Challenge
Please rewrite part of the listing below as a JSON list of strings, one string per line, leaving out blank lines. Begin at the line that contains "for blue and" and stop after the line that contains "[501,319,565,353]", including nothing outside that span.

• • • • • • •

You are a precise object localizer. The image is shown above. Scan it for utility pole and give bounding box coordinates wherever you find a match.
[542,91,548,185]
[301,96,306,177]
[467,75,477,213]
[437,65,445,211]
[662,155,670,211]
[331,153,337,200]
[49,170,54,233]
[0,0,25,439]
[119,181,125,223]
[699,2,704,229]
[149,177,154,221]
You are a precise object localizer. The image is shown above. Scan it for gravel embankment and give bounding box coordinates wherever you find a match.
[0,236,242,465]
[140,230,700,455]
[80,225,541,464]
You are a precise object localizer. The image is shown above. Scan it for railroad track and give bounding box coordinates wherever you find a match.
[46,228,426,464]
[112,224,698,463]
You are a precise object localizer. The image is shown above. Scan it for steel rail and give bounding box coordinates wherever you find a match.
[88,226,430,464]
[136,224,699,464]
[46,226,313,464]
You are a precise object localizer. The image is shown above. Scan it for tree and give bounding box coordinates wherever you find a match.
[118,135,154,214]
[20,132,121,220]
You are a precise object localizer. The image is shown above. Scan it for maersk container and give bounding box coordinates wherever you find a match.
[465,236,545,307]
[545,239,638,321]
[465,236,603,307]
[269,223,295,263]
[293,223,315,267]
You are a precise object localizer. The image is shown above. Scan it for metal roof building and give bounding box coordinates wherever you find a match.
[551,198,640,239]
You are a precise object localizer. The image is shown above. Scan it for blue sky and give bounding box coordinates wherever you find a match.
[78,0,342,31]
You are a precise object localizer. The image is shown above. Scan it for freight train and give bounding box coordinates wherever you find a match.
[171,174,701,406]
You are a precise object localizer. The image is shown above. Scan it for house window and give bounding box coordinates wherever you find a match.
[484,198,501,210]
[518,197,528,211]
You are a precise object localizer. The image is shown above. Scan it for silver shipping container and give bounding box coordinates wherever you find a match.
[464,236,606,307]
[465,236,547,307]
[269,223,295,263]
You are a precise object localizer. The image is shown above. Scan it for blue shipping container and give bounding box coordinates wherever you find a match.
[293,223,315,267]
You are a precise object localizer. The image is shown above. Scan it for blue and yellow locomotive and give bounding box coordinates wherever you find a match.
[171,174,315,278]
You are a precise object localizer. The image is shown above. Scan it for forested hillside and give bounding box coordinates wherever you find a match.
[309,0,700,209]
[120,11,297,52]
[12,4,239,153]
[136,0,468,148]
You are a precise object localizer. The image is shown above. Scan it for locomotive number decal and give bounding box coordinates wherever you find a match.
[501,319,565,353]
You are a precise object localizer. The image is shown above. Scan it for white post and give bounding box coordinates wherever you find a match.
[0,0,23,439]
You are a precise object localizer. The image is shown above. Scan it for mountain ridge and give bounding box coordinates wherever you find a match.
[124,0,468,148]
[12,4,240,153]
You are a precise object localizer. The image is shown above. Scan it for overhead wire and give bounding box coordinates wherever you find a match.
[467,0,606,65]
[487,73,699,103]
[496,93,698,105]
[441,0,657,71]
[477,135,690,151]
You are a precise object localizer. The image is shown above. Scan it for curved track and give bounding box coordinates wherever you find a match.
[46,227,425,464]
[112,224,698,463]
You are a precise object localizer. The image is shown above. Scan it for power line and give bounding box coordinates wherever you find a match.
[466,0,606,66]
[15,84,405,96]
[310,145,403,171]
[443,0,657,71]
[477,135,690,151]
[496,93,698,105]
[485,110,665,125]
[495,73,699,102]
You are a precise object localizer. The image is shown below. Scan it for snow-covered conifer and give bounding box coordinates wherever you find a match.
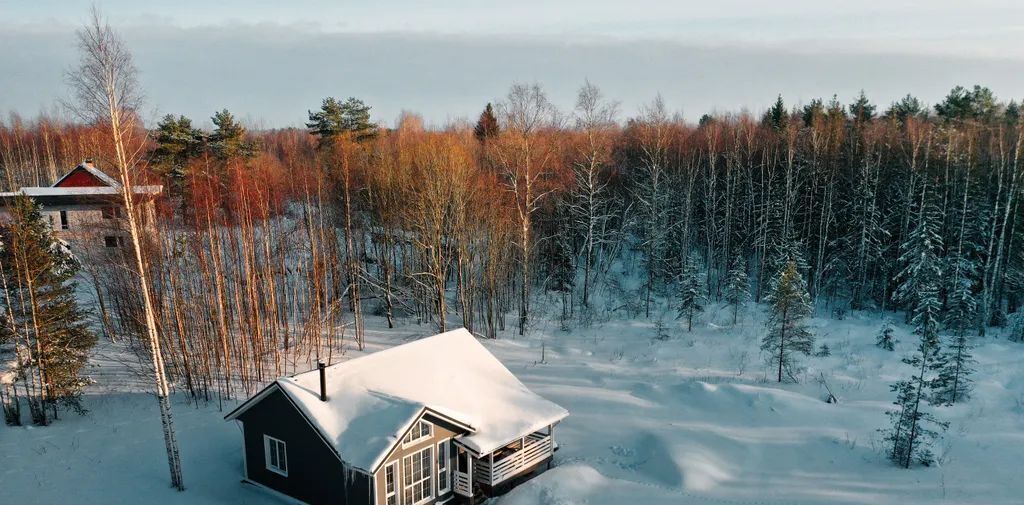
[761,261,814,382]
[679,253,706,331]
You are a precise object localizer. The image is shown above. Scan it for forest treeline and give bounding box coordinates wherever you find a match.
[0,83,1024,397]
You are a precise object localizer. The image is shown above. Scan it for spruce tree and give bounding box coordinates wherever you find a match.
[874,319,897,350]
[885,311,947,468]
[473,102,499,142]
[150,114,204,185]
[0,196,96,425]
[761,94,790,132]
[761,261,814,382]
[306,96,378,144]
[932,240,978,405]
[885,94,928,125]
[882,372,948,468]
[210,109,256,161]
[931,333,976,405]
[848,89,876,123]
[886,190,946,468]
[725,254,751,325]
[679,253,706,331]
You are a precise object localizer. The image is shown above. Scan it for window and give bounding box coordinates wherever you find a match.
[384,462,398,505]
[401,446,434,505]
[437,440,451,496]
[401,421,434,446]
[263,435,288,477]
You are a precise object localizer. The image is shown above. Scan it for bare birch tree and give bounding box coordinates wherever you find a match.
[67,6,184,491]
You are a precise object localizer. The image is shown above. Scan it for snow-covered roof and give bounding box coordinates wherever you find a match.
[0,184,164,198]
[227,329,568,472]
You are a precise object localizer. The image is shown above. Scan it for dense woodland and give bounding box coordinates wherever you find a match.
[0,83,1024,395]
[0,20,1024,473]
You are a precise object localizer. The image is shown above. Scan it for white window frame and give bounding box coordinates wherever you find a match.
[263,434,288,477]
[434,438,452,496]
[401,444,436,505]
[384,461,399,505]
[401,419,434,449]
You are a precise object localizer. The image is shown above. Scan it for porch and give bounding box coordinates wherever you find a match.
[453,427,554,497]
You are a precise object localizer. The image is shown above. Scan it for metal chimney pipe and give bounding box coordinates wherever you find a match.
[316,362,327,402]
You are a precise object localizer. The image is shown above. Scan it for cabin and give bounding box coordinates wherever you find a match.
[224,329,568,505]
[0,160,163,251]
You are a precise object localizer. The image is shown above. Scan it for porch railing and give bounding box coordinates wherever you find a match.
[473,433,553,486]
[455,471,473,496]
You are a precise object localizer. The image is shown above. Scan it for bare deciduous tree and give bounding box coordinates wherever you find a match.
[67,6,184,491]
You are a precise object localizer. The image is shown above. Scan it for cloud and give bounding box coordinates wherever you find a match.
[0,24,1024,126]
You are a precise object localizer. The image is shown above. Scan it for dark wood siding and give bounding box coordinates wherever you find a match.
[239,388,373,505]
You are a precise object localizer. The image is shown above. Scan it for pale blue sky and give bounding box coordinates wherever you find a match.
[0,0,1024,126]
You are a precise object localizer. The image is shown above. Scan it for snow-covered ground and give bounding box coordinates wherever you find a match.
[0,301,1024,505]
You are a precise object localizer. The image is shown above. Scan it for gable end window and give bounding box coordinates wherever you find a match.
[384,461,398,505]
[401,420,434,446]
[437,440,452,496]
[263,435,288,477]
[401,446,434,505]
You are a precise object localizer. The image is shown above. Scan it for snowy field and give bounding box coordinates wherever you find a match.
[0,301,1024,505]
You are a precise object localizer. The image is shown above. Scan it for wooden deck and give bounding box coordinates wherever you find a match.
[471,432,554,487]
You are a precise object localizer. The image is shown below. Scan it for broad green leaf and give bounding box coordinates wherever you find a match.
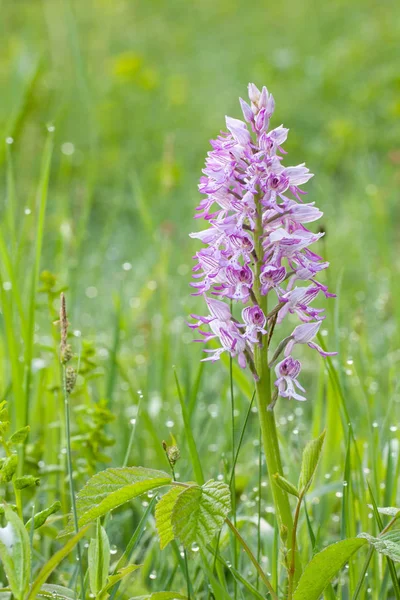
[38,583,76,600]
[155,486,185,550]
[172,480,231,548]
[88,519,110,596]
[25,526,89,600]
[274,473,299,498]
[99,565,142,598]
[293,538,367,600]
[25,500,61,531]
[61,467,172,535]
[358,530,400,562]
[0,505,31,600]
[298,431,325,493]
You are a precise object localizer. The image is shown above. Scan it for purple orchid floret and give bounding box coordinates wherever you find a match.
[190,83,335,400]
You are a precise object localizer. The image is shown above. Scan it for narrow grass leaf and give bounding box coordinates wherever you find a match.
[88,519,110,596]
[38,583,76,600]
[174,369,204,485]
[99,565,142,598]
[155,486,185,550]
[358,531,400,562]
[61,467,172,535]
[131,592,187,600]
[0,506,31,600]
[298,431,325,493]
[274,473,299,498]
[26,527,89,600]
[293,538,367,600]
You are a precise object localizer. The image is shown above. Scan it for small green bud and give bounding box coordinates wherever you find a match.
[163,442,181,467]
[280,525,288,544]
[60,344,74,365]
[0,454,18,483]
[65,367,76,394]
[15,475,40,490]
[25,500,61,530]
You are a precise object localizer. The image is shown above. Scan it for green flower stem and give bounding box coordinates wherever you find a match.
[62,365,85,600]
[254,197,301,583]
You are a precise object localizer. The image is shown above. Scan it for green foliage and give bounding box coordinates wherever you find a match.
[0,0,400,600]
[88,519,111,596]
[169,480,231,548]
[98,565,141,599]
[24,527,88,600]
[131,592,187,600]
[38,583,76,600]
[358,530,400,562]
[155,486,185,550]
[298,431,325,494]
[25,500,61,531]
[8,425,31,446]
[293,538,366,600]
[274,473,299,498]
[63,467,172,535]
[0,454,18,483]
[0,506,31,600]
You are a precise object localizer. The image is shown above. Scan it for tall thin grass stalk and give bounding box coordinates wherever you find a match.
[62,365,85,600]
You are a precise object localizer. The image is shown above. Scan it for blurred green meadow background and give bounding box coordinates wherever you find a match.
[0,0,400,598]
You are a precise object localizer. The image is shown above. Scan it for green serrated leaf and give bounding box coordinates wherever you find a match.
[172,480,231,548]
[8,425,31,445]
[358,530,400,562]
[274,473,299,498]
[0,454,18,483]
[60,467,172,535]
[293,538,367,600]
[88,519,110,596]
[298,431,325,493]
[0,506,31,600]
[25,500,61,531]
[155,486,185,550]
[38,583,76,600]
[99,565,142,598]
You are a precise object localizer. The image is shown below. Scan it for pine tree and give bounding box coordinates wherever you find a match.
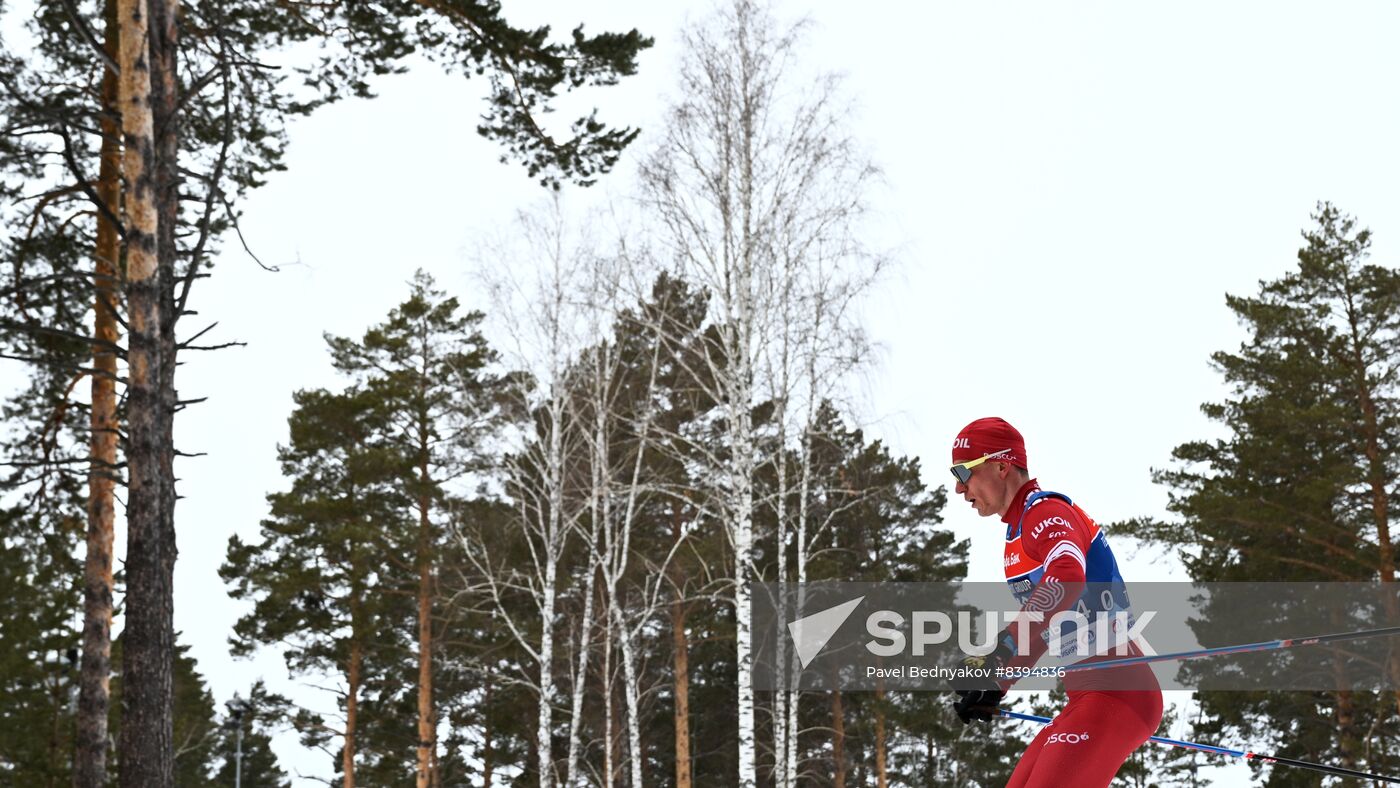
[220,389,412,788]
[328,272,508,788]
[0,0,651,788]
[1124,203,1400,785]
[0,508,81,788]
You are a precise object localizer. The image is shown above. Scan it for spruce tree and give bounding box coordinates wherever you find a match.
[1123,203,1400,785]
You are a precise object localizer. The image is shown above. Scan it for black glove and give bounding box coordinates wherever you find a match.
[952,642,1011,725]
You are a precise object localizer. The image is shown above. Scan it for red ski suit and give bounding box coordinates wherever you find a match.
[1002,480,1162,788]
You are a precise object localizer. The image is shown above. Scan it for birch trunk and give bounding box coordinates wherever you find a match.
[832,687,846,788]
[564,509,602,787]
[73,0,122,788]
[482,670,496,788]
[118,0,174,788]
[875,677,889,788]
[535,394,564,788]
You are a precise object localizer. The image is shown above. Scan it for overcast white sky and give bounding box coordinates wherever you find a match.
[8,0,1400,775]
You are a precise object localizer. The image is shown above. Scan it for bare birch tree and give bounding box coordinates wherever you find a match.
[459,197,601,788]
[643,0,875,787]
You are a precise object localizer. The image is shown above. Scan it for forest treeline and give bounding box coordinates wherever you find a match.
[0,0,1400,788]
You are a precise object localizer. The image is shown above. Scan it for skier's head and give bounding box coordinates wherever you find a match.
[952,417,1030,516]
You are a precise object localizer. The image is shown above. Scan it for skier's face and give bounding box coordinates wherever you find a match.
[953,462,1015,516]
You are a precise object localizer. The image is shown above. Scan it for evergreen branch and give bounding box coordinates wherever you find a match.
[175,36,235,320]
[0,353,126,385]
[0,319,126,358]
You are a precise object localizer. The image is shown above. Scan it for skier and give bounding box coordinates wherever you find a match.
[952,418,1162,788]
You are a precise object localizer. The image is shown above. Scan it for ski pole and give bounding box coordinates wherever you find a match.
[1001,710,1400,782]
[1025,627,1400,677]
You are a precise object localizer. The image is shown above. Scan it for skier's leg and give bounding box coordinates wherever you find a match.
[1009,691,1162,788]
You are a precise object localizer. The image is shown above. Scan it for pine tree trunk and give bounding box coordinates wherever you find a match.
[417,484,437,788]
[118,0,174,788]
[832,687,846,788]
[1352,361,1400,711]
[73,0,122,788]
[340,634,364,788]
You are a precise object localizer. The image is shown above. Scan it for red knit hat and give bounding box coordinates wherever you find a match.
[953,416,1029,467]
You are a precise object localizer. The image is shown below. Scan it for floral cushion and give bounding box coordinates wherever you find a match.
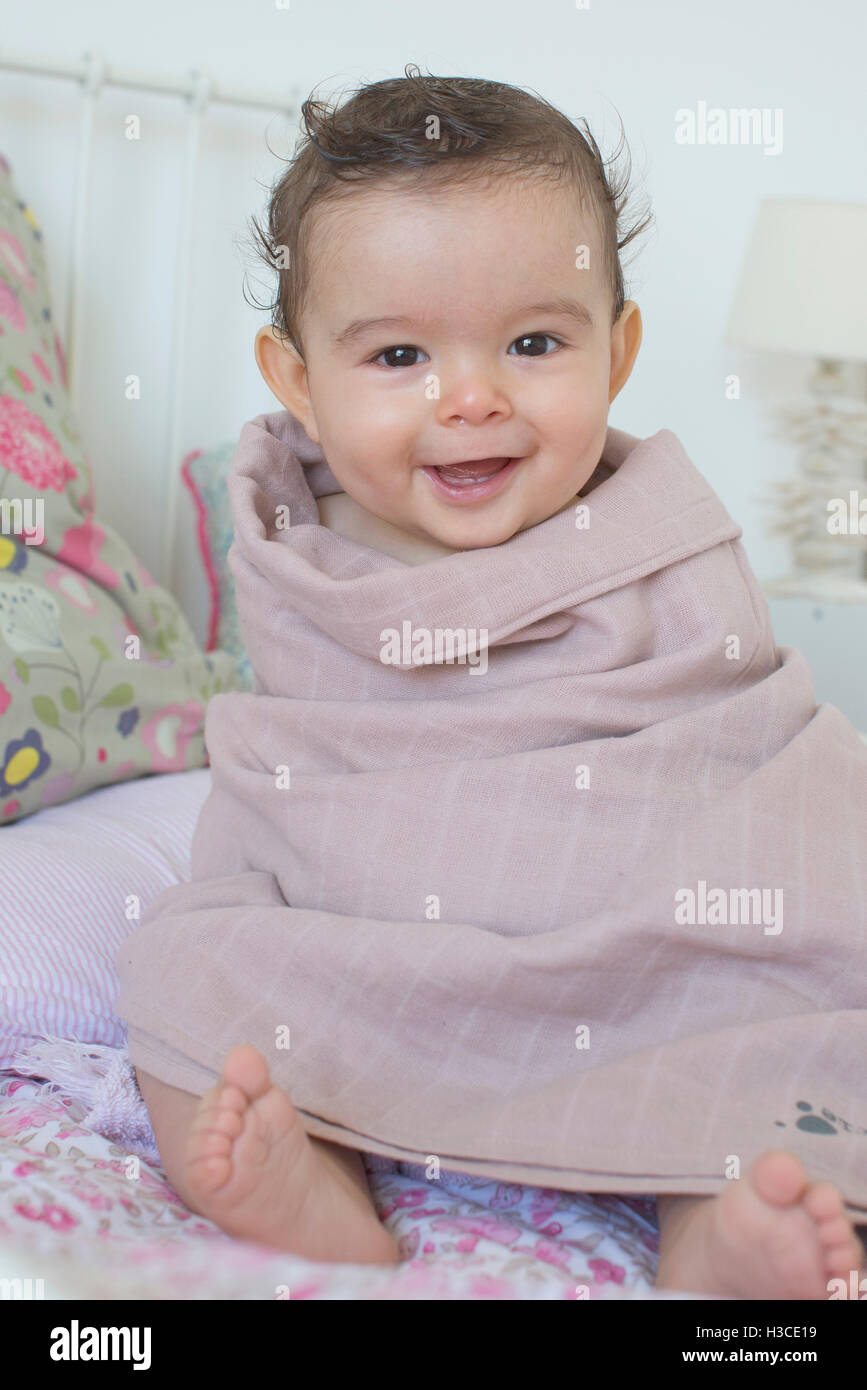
[0,156,239,824]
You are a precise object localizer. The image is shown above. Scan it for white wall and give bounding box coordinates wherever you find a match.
[0,0,867,626]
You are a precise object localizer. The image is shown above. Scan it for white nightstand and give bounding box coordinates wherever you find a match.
[766,594,867,741]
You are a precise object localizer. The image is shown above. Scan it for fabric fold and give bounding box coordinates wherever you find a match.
[118,411,867,1219]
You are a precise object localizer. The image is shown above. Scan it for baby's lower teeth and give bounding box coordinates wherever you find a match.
[436,467,502,487]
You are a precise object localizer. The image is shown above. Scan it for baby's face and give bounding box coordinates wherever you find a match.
[257,177,641,549]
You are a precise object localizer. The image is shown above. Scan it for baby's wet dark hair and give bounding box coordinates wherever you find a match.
[244,64,652,359]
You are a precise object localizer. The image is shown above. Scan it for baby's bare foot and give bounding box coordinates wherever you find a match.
[183,1044,399,1265]
[657,1150,864,1300]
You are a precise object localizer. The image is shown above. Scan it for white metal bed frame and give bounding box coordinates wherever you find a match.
[0,49,300,588]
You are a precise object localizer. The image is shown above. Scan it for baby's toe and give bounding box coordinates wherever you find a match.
[803,1183,845,1225]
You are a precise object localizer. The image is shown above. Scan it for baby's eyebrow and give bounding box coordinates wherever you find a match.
[331,295,593,348]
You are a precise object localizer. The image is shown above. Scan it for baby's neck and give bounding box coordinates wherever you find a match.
[315,492,456,564]
[315,492,575,564]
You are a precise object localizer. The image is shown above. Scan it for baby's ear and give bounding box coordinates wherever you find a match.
[253,324,320,443]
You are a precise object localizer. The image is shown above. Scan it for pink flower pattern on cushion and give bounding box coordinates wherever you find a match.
[0,1072,677,1301]
[0,392,78,492]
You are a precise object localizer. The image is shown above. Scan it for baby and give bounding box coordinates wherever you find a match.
[130,70,863,1298]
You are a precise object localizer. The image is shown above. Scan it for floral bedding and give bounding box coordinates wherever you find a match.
[0,1072,708,1300]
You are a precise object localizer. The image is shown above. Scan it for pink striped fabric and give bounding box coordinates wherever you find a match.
[0,767,211,1069]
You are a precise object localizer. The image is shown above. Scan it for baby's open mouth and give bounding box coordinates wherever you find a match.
[436,459,510,482]
[421,459,521,502]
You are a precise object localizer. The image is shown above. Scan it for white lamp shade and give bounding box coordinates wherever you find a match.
[725,197,867,361]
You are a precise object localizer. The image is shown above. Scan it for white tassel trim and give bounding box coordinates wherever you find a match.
[13,1033,160,1165]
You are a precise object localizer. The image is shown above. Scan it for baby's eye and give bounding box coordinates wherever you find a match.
[370,343,430,367]
[511,334,563,357]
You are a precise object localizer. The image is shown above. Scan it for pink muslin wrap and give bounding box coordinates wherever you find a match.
[118,411,867,1220]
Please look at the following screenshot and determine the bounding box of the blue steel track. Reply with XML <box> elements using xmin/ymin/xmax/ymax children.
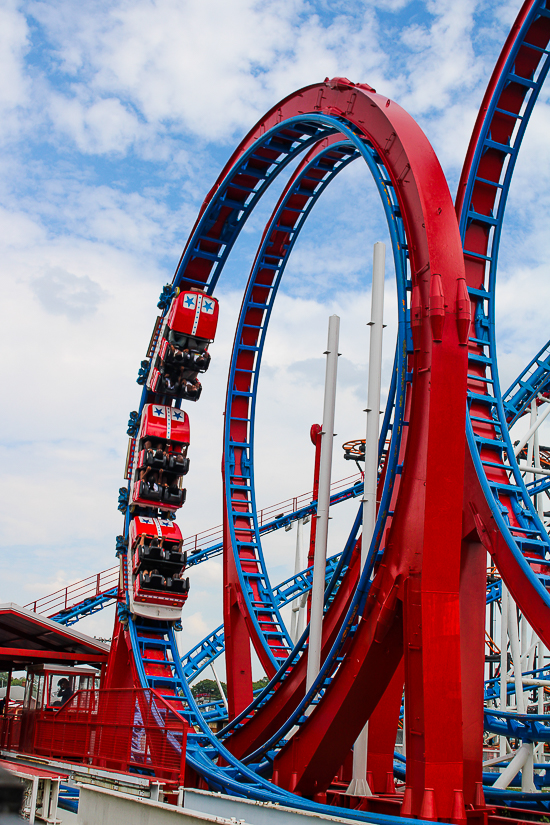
<box><xmin>109</xmin><ymin>2</ymin><xmax>550</xmax><ymax>804</ymax></box>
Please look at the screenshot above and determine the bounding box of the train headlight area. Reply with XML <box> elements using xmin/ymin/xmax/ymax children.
<box><xmin>5</xmin><ymin>0</ymin><xmax>550</xmax><ymax>825</ymax></box>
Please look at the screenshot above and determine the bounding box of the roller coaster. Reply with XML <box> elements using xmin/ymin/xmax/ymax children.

• • • • • • •

Answer to the problem
[
  "You are a precise object localizer. The image is shown above. Scan it for blue and yellow locomotive and give bounding box coordinates wherever you find a match.",
  "[171,174,315,278]",
  "You are a precise object localizer. The image is shown above. Scan it for forested hillside and give bounding box coordinates wherever you find a match.",
  "[309,0,700,209]",
  "[120,11,297,52]",
  "[12,4,239,153]",
  "[136,0,468,148]",
  "You are a precise object localizer. The image is shown above. Scan it for locomotive number decal and give bounding box coordinates wherever you find a match.",
  "[501,319,565,353]"
]